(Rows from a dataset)

⟨

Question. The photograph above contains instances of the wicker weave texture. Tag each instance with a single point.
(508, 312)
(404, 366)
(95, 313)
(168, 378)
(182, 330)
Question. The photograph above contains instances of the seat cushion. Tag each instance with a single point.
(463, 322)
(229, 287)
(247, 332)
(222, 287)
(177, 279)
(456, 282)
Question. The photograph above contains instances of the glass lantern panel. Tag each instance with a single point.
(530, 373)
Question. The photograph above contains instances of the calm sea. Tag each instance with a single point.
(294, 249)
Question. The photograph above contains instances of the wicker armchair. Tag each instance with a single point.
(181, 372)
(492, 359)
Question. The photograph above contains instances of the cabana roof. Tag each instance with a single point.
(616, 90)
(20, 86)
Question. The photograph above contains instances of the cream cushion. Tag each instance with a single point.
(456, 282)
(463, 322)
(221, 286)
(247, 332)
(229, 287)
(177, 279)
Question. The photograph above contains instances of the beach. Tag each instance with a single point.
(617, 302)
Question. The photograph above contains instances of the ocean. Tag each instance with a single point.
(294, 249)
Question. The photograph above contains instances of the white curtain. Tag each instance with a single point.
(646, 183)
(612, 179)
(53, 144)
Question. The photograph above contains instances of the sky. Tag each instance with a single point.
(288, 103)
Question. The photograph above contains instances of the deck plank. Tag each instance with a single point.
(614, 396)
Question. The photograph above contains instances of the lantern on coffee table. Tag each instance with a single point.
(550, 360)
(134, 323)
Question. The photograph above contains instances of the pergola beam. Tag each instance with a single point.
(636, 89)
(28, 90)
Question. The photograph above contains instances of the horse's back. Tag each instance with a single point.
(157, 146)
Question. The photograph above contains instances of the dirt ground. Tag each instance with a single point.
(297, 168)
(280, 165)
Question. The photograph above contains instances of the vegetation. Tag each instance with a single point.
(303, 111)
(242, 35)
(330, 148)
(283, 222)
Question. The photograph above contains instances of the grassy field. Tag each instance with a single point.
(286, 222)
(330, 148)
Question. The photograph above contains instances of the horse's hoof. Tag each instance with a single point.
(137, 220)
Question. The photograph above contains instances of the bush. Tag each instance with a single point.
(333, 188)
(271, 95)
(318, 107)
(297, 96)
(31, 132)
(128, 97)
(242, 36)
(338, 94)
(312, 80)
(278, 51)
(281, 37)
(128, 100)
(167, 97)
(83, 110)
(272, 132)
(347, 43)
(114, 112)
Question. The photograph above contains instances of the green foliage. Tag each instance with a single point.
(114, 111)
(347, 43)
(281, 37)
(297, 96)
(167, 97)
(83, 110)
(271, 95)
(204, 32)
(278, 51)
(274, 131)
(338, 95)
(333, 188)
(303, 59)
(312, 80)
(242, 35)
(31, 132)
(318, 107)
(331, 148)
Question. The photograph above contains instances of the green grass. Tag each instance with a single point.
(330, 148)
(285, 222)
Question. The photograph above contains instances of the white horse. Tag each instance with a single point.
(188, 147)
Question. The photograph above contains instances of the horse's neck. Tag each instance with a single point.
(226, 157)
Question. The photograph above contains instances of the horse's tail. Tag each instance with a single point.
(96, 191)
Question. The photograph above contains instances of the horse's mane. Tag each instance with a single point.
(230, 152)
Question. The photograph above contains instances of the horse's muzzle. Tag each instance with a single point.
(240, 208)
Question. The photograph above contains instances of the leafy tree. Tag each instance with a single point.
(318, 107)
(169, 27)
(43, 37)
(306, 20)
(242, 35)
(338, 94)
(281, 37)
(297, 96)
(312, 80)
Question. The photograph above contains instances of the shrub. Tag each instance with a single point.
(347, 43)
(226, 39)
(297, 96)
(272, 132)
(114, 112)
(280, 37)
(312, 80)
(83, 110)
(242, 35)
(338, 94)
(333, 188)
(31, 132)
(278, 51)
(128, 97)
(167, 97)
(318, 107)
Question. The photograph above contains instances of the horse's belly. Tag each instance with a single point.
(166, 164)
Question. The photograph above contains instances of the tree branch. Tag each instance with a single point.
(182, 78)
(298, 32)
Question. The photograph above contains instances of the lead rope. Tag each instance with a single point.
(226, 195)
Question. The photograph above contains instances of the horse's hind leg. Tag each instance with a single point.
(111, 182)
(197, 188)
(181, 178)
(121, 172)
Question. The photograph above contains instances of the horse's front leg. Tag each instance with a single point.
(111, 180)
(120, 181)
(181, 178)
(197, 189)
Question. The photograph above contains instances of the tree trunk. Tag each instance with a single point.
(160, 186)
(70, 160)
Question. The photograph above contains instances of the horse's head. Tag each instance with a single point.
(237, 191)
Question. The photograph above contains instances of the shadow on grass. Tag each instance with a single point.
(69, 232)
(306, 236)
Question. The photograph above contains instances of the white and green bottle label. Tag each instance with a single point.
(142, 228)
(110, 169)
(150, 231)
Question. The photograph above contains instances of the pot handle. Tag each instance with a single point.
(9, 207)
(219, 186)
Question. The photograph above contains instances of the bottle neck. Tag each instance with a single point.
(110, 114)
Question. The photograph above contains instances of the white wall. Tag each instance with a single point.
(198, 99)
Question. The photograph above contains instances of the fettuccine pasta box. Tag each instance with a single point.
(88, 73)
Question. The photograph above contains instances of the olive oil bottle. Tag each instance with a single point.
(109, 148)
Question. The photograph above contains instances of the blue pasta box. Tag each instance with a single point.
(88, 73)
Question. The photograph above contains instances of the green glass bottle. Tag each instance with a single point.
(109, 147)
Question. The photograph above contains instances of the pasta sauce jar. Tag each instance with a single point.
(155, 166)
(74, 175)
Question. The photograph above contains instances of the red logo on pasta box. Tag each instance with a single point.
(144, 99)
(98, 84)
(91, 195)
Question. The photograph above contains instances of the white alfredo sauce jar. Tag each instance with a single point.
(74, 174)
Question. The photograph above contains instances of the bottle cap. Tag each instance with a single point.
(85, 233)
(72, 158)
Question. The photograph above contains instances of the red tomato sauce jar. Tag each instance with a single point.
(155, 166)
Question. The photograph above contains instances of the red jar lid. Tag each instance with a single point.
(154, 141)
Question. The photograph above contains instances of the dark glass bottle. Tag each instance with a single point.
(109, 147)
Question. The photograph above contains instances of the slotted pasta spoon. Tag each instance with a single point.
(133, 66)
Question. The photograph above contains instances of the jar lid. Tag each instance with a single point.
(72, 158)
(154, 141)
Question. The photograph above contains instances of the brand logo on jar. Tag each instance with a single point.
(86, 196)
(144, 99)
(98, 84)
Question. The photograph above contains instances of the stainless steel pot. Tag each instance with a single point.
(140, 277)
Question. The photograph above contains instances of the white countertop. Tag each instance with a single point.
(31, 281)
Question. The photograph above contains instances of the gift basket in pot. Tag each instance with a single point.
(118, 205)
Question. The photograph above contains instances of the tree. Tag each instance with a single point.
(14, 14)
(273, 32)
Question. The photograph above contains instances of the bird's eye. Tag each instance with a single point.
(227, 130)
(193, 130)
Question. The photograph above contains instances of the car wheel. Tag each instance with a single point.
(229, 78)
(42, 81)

⟩

> _What is asked_
Set every line of the listing down word for word.

> _Exercise answer_
Question. The photograph above contains instances of the wicker weave texture. Tag each instance with a single point.
(508, 312)
(404, 366)
(95, 313)
(168, 378)
(182, 330)
Question. The photograph above contains instances of the seat cushion. Tag each instance with a single point.
(463, 322)
(229, 287)
(247, 332)
(222, 287)
(177, 279)
(456, 282)
Question. The photograph above contains instances of the glass lantern panel. Tag each instance with a single point.
(530, 373)
Question. The photograph above contains instances of the calm sea. Tag each instance with a single point.
(294, 249)
Question. The photograph above contains instances of the wicker armchair. Tag each instance with a single point.
(181, 372)
(492, 359)
Question. The photograph above contains instances of the cabana roof. Tag each instance with a single point.
(616, 90)
(20, 86)
Question. The photograph above contains instances of the cream cushion. Tag each instance with a single point.
(456, 282)
(463, 322)
(221, 286)
(247, 332)
(229, 287)
(177, 279)
Question. The photograph above contains instances of the beach. Tag each instance with a single point.
(617, 302)
Question. The photograph above contains instances of the ocean. Tag each instance with a single point.
(294, 249)
Question. The photograph above contains instances of the white curtain. Tag each instance with a single point.
(646, 183)
(612, 179)
(53, 144)
Question. The photograph above contains instances of the sky. Tag each instance with a single point.
(288, 103)
Question. The photograph above contains instances of the deck plank. Tag each instance with a single point.
(614, 396)
Question. The photograph above contains instances of the lantern on coffee table. Tag each instance with a single point.
(550, 360)
(134, 323)
Question. The photograph above contains instances of the pergola beam. Tag each instance with a single point.
(636, 89)
(28, 90)
Question. The photograph above contains instances of the horse's back. Tag each instance with a single point.
(157, 146)
Question. The photograph above contains instances of the dirt ground. Tag each instance with a single point.
(297, 168)
(280, 165)
Question. The photograph above contains instances of the vegetation. Tag each instance with a single point.
(303, 111)
(242, 35)
(330, 148)
(283, 222)
Question. The photograph above contains instances of the grassy field. Tag each instance with a single point.
(286, 222)
(330, 148)
Question. The photograph above contains instances of the horse's hoof. Tag each instance with a single point.
(137, 220)
Question. The photograph above contains instances of the bush. Tag each instance with a single point.
(333, 188)
(271, 95)
(318, 107)
(297, 96)
(31, 132)
(128, 97)
(242, 36)
(338, 94)
(312, 80)
(278, 51)
(281, 37)
(128, 100)
(167, 97)
(83, 110)
(272, 132)
(347, 43)
(114, 112)
Question. The photograph above contains instances of the green foliage. Tag each instance with a single point.
(114, 111)
(347, 43)
(281, 37)
(297, 96)
(167, 97)
(83, 110)
(271, 95)
(204, 32)
(278, 51)
(274, 131)
(338, 95)
(333, 188)
(303, 59)
(312, 80)
(242, 35)
(31, 132)
(318, 107)
(331, 148)
Question. The photograph above contains instances of the green grass. Tag each instance with a single point.
(330, 148)
(285, 222)
Question. The photograph above contains instances of the white horse. Tag each instance with a single point.
(188, 147)
Question. The photograph above contains instances of the horse's neck. Tag each instance with a single point.
(226, 157)
Question. The photograph above contains instances of the horse's tail. Tag each instance with a single point.
(96, 191)
Question. The photograph above contains instances of the horse's mane. Tag each instance with a single point.
(230, 152)
Question. The photograph above contains instances of the horse's muzzle. Tag each instance with a single point.
(240, 208)
Question. The photograph above contains instances of the leafy tree. Tag each instance with a single point.
(318, 107)
(169, 27)
(43, 37)
(306, 20)
(242, 35)
(338, 94)
(281, 37)
(297, 96)
(312, 80)
Question. The photograph above contains instances of the shrub. Tag each instance with a single point.
(347, 43)
(226, 39)
(297, 96)
(272, 132)
(114, 112)
(280, 37)
(312, 80)
(83, 110)
(242, 35)
(338, 94)
(333, 188)
(31, 132)
(278, 51)
(128, 97)
(167, 97)
(318, 107)
Question. The photograph above contains instances of the horse's belly. Tag each instance with a single point.
(166, 164)
Question. The photograph above contains instances of the tree branch. Tag each instance with a single point.
(182, 78)
(298, 32)
Question. The photograph above contains instances of the lead rope. Tag each instance with a single point.
(226, 195)
Question. The photograph above contains instances of the horse's hind leg. Tag each instance with a single point.
(111, 182)
(197, 188)
(181, 178)
(121, 172)
Question. The photograph above contains instances of the horse's front leg. Tag each instance with a single point.
(111, 180)
(120, 181)
(181, 178)
(197, 189)
Question. The photograph above contains instances of the tree trunk. Tag each instance with a single point.
(160, 186)
(70, 160)
Question. The photograph above contains instances of the horse's head. Tag each instance with a single point.
(237, 191)
Question. The photograph above contains instances of the shadow on grass. Tag each instance with a single point.
(69, 232)
(306, 236)
Question. The photograph above contains instances of the white and green bottle label. Tag each instance with a single point.
(142, 228)
(110, 169)
(150, 231)
Question. The photograph above contains instances of the pot handle. Tag each instance with a single point.
(9, 207)
(219, 186)
Question. The photograph above contains instances of the bottle neck. Tag each instance with a single point.
(110, 114)
Question. The photograph above contains instances of the white wall. Tag each instance with a single point.
(198, 99)
Question. The photograph above contains instances of the fettuccine pasta box. Tag each instance with a single point.
(88, 73)
Question. The photograph above contains instances of the olive oil bottle. Tag each instance with a single point.
(109, 148)
Question. The photograph above contains instances of the blue pasta box. Tag each instance with a single point.
(88, 73)
Question. The photograph above contains instances of the green glass bottle. Tag each instance with a single point.
(109, 147)
Question. The photograph above contains instances of the pasta sauce jar. Tag each instance with a single point.
(155, 166)
(74, 175)
Question. The photograph above contains instances of the red logo on pasta box. Tag each instance with a single point.
(144, 99)
(98, 84)
(91, 195)
Question. The photograph above contains instances of the white alfredo sauce jar. Tag each instance with a single point.
(74, 174)
Question. The photograph above contains instances of the bottle cap. Tag each instance with a single point.
(85, 233)
(72, 158)
Question. The photograph above contains instances of the red tomato sauce jar. Tag each instance with a single point.
(155, 166)
Question. The photograph above contains instances of the red jar lid. Tag each instance with a single point.
(154, 141)
Question. The photograph above contains instances of the dark glass bottle. Tag each instance with a single point.
(109, 147)
Question. The photograph above contains instances of the slotted pasta spoon. Tag each instance with a single point.
(133, 66)
Question. The photograph above contains instances of the jar lid. Tag each instance with a single point.
(72, 158)
(154, 141)
Question. The photograph above contains instances of the brand logo on jar. Tag each instance with a single point.
(86, 196)
(144, 99)
(98, 84)
Question. The photograph above contains instances of the stainless steel pot. Tag each instance with a single point.
(140, 277)
Question. The photograph above contains instances of the white countertop. Tag each instance with a single point.
(31, 281)
Question. The photograph above contains instances of the gift basket in pot. Tag each instance with a single point.
(118, 205)
Question. The photograph above contains instances of the tree. Tag each instance with a single point.
(14, 14)
(273, 32)
Question. The photograph above contains instances of the bird's eye. Tag each instance with a single point.
(227, 130)
(193, 130)
Question. The photograph above contains instances of the car wheel. Tag each instance with a single point.
(229, 78)
(42, 81)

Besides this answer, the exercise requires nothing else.